### Collected data entries

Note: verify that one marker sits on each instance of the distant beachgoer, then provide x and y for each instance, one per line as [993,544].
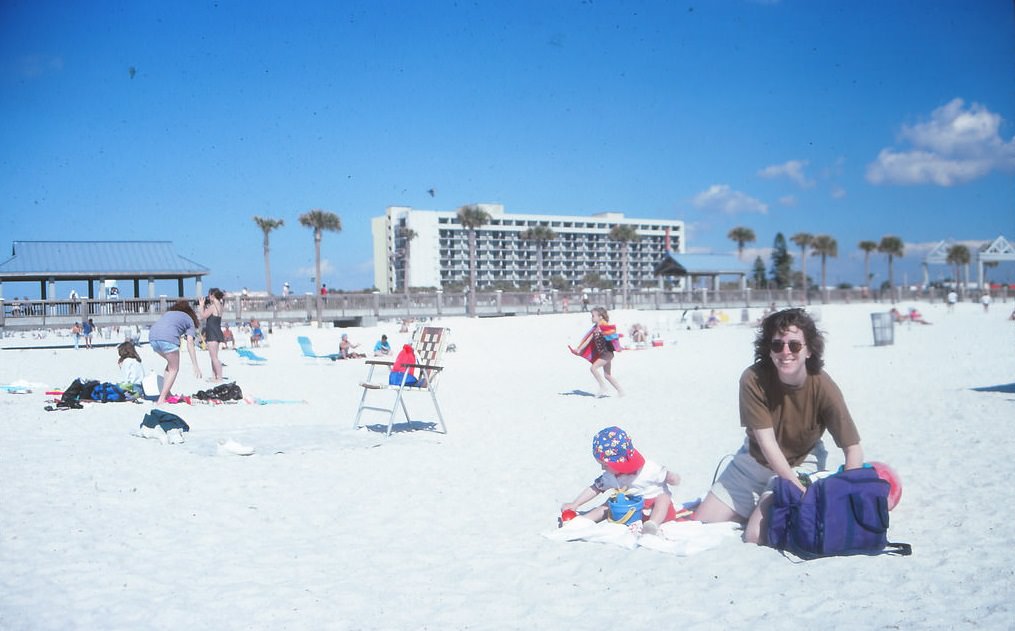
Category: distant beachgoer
[602,349]
[228,341]
[256,334]
[210,309]
[787,404]
[164,336]
[917,317]
[76,332]
[131,370]
[87,329]
[382,347]
[345,348]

### THE TASK
Copy the listing word for word, leaving out the picture.

### WRITTEN RESPONSE
Note: verify that one marker sits on each instance of the distant beachgoer, then provide x and y for each instance, one per line as [993,544].
Category: distant beachgoer
[602,349]
[228,341]
[256,334]
[210,309]
[787,404]
[164,336]
[917,317]
[76,332]
[131,370]
[87,329]
[382,347]
[345,348]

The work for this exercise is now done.